%%
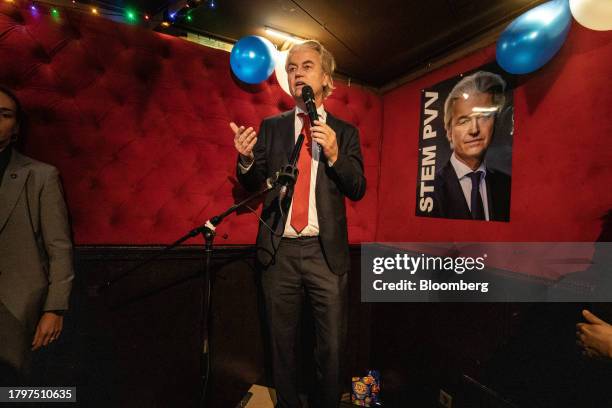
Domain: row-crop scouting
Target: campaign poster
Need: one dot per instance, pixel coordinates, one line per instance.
(465, 147)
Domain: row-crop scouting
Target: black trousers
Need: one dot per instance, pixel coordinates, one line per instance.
(301, 270)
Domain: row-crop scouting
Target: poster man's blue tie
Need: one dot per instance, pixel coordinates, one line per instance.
(476, 200)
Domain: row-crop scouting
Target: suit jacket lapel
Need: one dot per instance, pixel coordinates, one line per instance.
(15, 176)
(457, 206)
(331, 122)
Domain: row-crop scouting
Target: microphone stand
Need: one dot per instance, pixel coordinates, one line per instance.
(285, 177)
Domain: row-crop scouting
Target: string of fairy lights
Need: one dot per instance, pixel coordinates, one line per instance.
(181, 12)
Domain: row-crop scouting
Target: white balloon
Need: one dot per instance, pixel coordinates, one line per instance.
(593, 14)
(279, 69)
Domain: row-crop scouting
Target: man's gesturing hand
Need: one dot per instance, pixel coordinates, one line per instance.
(244, 140)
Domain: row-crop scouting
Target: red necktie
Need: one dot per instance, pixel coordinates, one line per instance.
(301, 192)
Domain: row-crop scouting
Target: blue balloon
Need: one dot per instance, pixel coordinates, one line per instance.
(252, 59)
(534, 37)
%%
▶ Exercise details: Lines holding "Target" in the material above are to be reported.

▶ Response to the task:
Target: campaign poster
Target: black trousers
Target: poster man's blue tie
Target: suit jacket lapel
Target: microphone stand
Target: string of fairy lights
Target: white balloon
Target: man's gesturing hand
Target: red necktie
Target: blue balloon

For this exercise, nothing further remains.